- _TASK OBJECTIVE_
Take the entries below and reproduce them word for word.

- _RAW RECORDS_

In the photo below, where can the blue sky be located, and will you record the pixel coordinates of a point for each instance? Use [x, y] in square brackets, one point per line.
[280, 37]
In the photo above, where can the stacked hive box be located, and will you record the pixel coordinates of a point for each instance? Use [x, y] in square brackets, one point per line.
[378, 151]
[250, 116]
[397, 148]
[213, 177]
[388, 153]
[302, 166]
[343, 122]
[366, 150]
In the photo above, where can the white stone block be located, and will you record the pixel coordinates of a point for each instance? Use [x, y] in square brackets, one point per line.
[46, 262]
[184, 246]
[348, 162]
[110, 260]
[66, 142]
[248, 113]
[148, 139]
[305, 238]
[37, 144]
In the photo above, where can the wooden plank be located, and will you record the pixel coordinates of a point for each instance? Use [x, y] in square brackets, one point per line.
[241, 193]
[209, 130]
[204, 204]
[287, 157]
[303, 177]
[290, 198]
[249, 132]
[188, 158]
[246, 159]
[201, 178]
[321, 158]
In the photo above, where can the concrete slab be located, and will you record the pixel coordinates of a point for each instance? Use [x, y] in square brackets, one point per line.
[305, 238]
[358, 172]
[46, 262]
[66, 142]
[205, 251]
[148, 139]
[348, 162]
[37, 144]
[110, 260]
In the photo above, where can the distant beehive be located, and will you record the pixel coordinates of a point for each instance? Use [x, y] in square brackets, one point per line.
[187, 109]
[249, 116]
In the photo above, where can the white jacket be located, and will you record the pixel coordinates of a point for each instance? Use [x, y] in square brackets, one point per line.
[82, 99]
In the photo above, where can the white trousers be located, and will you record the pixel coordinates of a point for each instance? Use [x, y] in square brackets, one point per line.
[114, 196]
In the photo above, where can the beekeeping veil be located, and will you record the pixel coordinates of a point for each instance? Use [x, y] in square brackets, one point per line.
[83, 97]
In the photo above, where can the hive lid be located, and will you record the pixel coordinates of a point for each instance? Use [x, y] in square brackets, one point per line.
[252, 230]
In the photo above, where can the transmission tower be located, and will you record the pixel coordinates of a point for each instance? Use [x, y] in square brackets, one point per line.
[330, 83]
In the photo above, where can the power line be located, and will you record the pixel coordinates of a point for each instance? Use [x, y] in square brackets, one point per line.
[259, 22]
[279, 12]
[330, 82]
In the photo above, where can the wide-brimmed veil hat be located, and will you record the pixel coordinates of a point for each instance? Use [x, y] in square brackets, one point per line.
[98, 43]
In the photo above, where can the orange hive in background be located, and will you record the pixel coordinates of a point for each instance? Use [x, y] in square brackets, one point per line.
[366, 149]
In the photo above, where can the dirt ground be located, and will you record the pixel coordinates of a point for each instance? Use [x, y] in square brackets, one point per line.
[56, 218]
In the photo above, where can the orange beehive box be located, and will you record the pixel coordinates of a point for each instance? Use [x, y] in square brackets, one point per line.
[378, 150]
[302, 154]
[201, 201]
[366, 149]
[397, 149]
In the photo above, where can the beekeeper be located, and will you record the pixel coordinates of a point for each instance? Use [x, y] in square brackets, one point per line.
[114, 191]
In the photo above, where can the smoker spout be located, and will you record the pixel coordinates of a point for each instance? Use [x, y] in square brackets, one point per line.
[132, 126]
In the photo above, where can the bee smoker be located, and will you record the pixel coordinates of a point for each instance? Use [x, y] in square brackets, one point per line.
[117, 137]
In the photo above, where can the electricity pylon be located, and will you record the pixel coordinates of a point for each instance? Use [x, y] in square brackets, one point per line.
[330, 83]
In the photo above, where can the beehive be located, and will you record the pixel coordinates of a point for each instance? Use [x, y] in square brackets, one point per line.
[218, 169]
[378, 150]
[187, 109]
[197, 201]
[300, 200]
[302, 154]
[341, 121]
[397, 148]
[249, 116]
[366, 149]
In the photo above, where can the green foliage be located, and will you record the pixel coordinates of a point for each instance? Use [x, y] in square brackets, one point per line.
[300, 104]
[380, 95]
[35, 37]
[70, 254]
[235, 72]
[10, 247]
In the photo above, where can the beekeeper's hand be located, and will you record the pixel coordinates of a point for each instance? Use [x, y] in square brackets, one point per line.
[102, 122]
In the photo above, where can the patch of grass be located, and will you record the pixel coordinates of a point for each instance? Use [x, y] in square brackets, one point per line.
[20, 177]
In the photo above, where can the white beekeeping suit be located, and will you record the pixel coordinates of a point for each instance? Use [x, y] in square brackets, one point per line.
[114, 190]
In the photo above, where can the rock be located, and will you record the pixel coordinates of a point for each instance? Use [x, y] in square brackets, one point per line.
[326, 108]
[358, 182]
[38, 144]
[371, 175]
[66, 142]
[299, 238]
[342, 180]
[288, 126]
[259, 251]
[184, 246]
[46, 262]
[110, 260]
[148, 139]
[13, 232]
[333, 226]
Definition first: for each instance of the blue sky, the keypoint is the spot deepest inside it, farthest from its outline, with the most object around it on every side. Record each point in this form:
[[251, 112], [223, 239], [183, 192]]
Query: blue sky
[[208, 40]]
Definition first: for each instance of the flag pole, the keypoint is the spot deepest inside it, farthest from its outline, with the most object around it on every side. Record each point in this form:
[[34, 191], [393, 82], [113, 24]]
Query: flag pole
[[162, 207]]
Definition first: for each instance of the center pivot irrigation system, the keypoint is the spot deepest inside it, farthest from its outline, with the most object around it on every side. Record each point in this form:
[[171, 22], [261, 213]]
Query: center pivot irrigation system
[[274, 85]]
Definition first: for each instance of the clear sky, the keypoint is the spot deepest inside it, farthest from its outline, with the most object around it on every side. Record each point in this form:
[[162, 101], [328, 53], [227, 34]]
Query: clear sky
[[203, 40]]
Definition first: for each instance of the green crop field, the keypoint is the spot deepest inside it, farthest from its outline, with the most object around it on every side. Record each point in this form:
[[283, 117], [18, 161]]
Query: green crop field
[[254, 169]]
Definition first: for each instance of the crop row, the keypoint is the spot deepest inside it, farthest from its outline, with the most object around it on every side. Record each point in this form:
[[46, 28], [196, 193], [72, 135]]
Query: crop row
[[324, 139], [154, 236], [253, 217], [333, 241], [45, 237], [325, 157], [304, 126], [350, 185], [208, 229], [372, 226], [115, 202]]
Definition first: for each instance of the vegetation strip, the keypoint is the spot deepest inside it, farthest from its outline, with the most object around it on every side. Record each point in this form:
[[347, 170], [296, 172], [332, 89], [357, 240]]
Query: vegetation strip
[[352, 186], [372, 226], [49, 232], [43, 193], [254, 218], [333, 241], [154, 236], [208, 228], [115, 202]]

- _RESULT OF THE EXERCISE_
In the photo below, where can the blue sky be located, and will you record the pixel coordinates of a point for each instance? Use [x, y] in square brackets, one point per line.
[280, 37]
In the photo above, where can the stacked hive box be located, and will you record the pixel coordinates of a point for each instance? Use [x, y] in square brackets, one point per line.
[378, 151]
[250, 116]
[397, 148]
[213, 177]
[388, 153]
[302, 166]
[343, 122]
[366, 150]
In the photo above, where can the white stone block be located, and will you record the pixel coordinates of a point for each instance? Use [x, y] in square brackets, one point per line.
[46, 262]
[184, 246]
[348, 162]
[110, 260]
[66, 142]
[248, 113]
[148, 139]
[305, 238]
[37, 144]
In the photo above, where can the wooden plank be located, and will you record the pixel coordinates of a point for each instance? Use [x, y] in square brackets, one point per line.
[241, 193]
[209, 130]
[204, 204]
[287, 157]
[303, 177]
[290, 198]
[249, 132]
[188, 158]
[246, 159]
[201, 178]
[321, 158]
In the photo above, where can the concrete slab be located, and will you record the pixel coordinates of a point for each instance? Use [x, y] in square brackets, one point per line.
[305, 238]
[358, 172]
[46, 262]
[66, 142]
[205, 251]
[148, 139]
[348, 162]
[37, 144]
[110, 260]
In the photo above, where can the distant beehive be located, and will you record the pixel coordinates of a point for each instance? Use [x, y] in square brackets, one point per line.
[187, 109]
[249, 116]
In the photo above, where can the white jacket be located, and will you record the pixel coordinates of a point for each instance? Use [x, y] in square brackets, one point per line.
[82, 99]
In the photo above, where can the white trousers be located, and will you record the pixel coordinates of a point for each instance? Use [x, y] in square brackets, one point per line.
[114, 196]
In the photo above, where can the beekeeping veil be located, and will you record the pixel coordinates of a point for each instance? Use [x, y] in square brackets, one point per line.
[83, 97]
In the photo above, where can the hive lid be located, and will you record the pixel coordinates of a point for each instance? Use [x, y] in square brackets, one point per line.
[252, 230]
In the photo above, where can the transmission tower be located, and will you record the pixel coordinates of a point for each instance? Use [x, y] in square brackets, one point per line.
[330, 83]
In the photo above, where can the power line be located, and will you record the pixel coordinates of a point for each instance? Use [x, y] in square brackets, one point per line.
[259, 22]
[279, 12]
[330, 82]
In the photo above, where can the wide-brimmed veil hat be located, and will you record the pixel coordinates of a point for each instance? Use [x, y] in square brackets, one point per line.
[98, 43]
In the photo above, where can the orange hive in background be located, and will you record the pixel coordinates of a point for each instance? Use [x, y] in square brackets, one point per line.
[366, 149]
In the photo above, where can the dirt ground be located, and will you record the pixel coordinates of a point for each instance? Use [x, y] in square brackets, one point per line.
[56, 218]
In the photo above, where can the orange beehive box be located, and will you record the pixel coordinates of a point for each instance? Use [x, y] in square brackets, one point per line.
[378, 150]
[302, 154]
[201, 201]
[366, 149]
[397, 149]
In the photo above, where can the beekeeper be located, and will you record the pixel coordinates of a point for each instance? Use [x, y] in square brackets, one point per line.
[114, 191]
In the photo above, where can the smoker spout be located, and will you record the pixel coordinates of a point for each instance? Use [x, y] in square brackets, one point per line.
[132, 126]
In the photo above, where can the bee smoker be located, and will you record the pixel coordinates of a point for each instance? Use [x, y] in square brackets, one point per line.
[117, 137]
In the photo above, where can the electricity pylon be located, and will you record the pixel coordinates of a point for each instance? Use [x, y] in square brackets, one point per line.
[330, 83]
In the photo above, where can the beehive be located, and will you record the pixel coordinates of a point for each instance? Use [x, y] in square brackets, one point per line.
[218, 169]
[378, 150]
[187, 109]
[197, 201]
[300, 200]
[302, 154]
[341, 121]
[397, 148]
[249, 116]
[366, 149]
In the photo above, where can the green foliage be located, and will you record the pixel coordinates of a point for each instance? Use [x, y] in square brackets, one point per line.
[300, 104]
[380, 95]
[35, 37]
[70, 254]
[235, 72]
[10, 247]
In the photo above, where can the beekeeper's hand be located, and will you record the pixel coordinates of a point for each instance? Use [x, y] in square brackets, one point per line.
[102, 122]
In the photo above, where can the patch of grass be located, and will you record the pixel coordinates of a point for each instance? Use [x, y] in square brackets, one point per line.
[20, 177]
In the photo above, where can the white beekeeping suit be located, and will you record the pixel coordinates of a point for each instance? Use [x, y] in square brackets, one point per line.
[114, 190]
In the photo above, where can the rock be located, and will you record the pixel coordinates of a point for each instance? Use [x, y] in square brackets, one point per line.
[326, 108]
[358, 182]
[38, 144]
[371, 175]
[66, 142]
[299, 238]
[342, 180]
[288, 126]
[259, 251]
[184, 246]
[46, 262]
[110, 260]
[148, 139]
[13, 232]
[333, 226]
Definition first: for each instance of the blue sky, the keypoint is the spot deepest inside it, farthest from its outline, with the most object around it on every side. Record each point in this form:
[[251, 112], [223, 239], [183, 192]]
Query: blue sky
[[208, 40]]
Definition first: for each instance of the flag pole, the keypoint is the spot deepest inside it, farthest from its outline, with the most object around it on every side. Record each point in this form:
[[34, 191], [393, 82], [113, 24]]
Query: flag pole
[[162, 207]]
Definition first: for each instance of the center pivot irrigation system, the keypoint is the spot deepest inside it, farthest from its outline, with the most object around it on every side. Record each point in this form:
[[171, 22], [261, 213]]
Query: center pivot irrigation system
[[274, 85]]
Definition first: for each instance of the clear sky, the keypoint is the spot deepest inside it, farthest from its outline, with the most object around it on every side. Record each point in this form:
[[162, 101], [328, 53], [227, 34]]
Query: clear sky
[[203, 40]]
Definition first: for each instance of the green crop field, the keypoint is the spot deepest inside it, farthest from its outline, with the most object around it on every side. Record each point in this form:
[[283, 117], [18, 161]]
Query: green crop field
[[254, 169]]
Definition first: for each instance of the crop row, the keypoint is the spot deepest inside it, farthest from its outline, with the most object around it on every side. Record each point in this form:
[[46, 28], [196, 193], [72, 135]]
Query: crop row
[[324, 139], [154, 236], [253, 217], [333, 241], [45, 237], [325, 157], [304, 126], [350, 185], [208, 229], [372, 226], [115, 202]]
Definition first: for each instance of the vegetation strip, the keypoint is the spot deepest inside it, farthest from its outline, with the most object around it on every side. Record each point in this form:
[[347, 170], [296, 172], [332, 89], [357, 240]]
Query: vegetation strip
[[352, 186], [372, 226], [49, 232], [43, 193], [254, 218], [333, 241], [154, 236], [208, 228], [115, 202]]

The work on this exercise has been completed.